**Page text:**
╔══
Just $1,255,238.10 a Hole
At an auction conducted in Dallas by the RTC, the federal agency selling off assets of failed S&Ls, six golf resorts in three states, with a total of 315 holes, were sold for $395.4 million, well above what they were expected to bring.
SCIENCE
Gay Genes
The notion that sexual orientation is inborn, and not simply a life-style choice, was supported with the announcement that male homosexuality may be linked to a gene or genes on the human X chromosome. Female homosexuality is now under investigation as well.
Ancient Cloth
Archaeologists digging in southeastern Turkey have unearthed what appears to be the oldest piece of cloth ever found. The partly fossilized swatch measures 1 1/2 in. by 3 in., and was wrapped around the handle of a tool made from an antler. It's presumed to be linen, and it has been dated to about 7000 B.C., making it at least 500 years older than any other cloth previously discovered.
╚══
**Supplied material:**
╔══
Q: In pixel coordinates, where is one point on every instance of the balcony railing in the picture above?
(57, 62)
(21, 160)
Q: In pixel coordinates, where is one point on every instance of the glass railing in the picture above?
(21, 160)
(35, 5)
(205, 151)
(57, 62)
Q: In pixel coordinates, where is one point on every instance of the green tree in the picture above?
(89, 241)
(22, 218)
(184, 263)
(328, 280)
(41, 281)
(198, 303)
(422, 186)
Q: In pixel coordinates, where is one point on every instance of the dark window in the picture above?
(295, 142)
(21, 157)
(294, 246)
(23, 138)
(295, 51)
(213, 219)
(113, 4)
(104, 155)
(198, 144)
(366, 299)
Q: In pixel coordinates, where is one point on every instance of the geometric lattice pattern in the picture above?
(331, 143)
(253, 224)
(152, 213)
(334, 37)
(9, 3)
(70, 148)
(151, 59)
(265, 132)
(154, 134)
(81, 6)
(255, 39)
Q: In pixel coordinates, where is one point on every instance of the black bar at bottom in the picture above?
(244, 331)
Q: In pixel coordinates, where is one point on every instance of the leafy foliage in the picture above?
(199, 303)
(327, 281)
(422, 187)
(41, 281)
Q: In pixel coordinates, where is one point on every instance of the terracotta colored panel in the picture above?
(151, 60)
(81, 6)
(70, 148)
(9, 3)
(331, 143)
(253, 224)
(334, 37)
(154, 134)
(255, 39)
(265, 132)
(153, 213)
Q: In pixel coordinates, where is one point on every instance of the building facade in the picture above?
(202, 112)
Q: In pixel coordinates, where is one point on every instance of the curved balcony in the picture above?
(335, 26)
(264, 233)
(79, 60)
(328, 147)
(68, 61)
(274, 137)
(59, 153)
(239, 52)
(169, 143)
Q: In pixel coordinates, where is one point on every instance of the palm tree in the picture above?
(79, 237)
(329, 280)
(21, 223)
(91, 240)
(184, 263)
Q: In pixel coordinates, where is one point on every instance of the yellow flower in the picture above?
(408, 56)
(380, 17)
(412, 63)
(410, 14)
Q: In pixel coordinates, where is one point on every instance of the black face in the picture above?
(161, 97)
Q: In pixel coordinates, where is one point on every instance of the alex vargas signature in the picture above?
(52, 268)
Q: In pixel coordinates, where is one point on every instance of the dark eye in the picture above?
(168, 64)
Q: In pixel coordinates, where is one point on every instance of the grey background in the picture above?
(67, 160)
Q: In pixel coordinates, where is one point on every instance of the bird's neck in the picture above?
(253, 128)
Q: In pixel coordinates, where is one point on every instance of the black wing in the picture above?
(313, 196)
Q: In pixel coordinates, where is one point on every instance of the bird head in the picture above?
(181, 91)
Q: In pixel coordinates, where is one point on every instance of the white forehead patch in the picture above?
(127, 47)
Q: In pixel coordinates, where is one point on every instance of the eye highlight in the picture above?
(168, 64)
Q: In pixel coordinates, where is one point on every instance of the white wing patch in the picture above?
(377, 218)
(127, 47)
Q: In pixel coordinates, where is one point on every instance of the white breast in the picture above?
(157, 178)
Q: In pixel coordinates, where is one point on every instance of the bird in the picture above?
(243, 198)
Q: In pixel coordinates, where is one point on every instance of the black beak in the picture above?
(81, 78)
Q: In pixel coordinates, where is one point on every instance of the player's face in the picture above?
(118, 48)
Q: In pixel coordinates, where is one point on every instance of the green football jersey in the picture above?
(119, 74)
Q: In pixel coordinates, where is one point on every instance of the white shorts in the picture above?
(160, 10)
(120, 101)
╚══
**Directions:**
• 1. Repeat everything in the news briefs from "Just $1,255,238.10 a" down to "expected to bring.", word for word.
• 2. Continue the news briefs from the point where they stop.

**Results of the exercise:**
• 1.
Just $1,255,238.10 a Hole
At an auction conducted in Dallas by the RTC, the federal agency selling off assets of failed S&Ls, six golf resorts in three states, with a total of 315 holes, were sold for $395.4 million, well above what they were expected to bring.

• 2.
MEDIA & THE ARTS
ABC Cuts a Cable Deal
Breaking ranks with the other networks, ABC will allow Continental Cablevision, the nation's third largest cable operator, to carry ABC-owned broadcast stations without paying it a fee; in return, the cable company has agreed to carry and pay for a new cable channel, ESPN2, a spin-off of ESPN, which ABC's parent company owns.
It's a Small World After All
The Walt Disney Co. has agreed that in videos of its cartoon hit Aladdin it will change song lyrics describing the hero's native land as a place "where they cut off your ear/ If they don't like your face/ It's barbaric, but hey, it's home." Because Disney is not eliminating the "barbaric" line, the American-Arab Anti-Discrimination Committee, which brought the complaint, is still complaining.
Blue-Chip Blues Stake
With $10 million of its $6 billion endowment, Harvard University will become the largest investor in a $32 million plan for nationwide expansion by House of Blues, a music club in Harvard Square partly owned by actor Dan Aykroyd.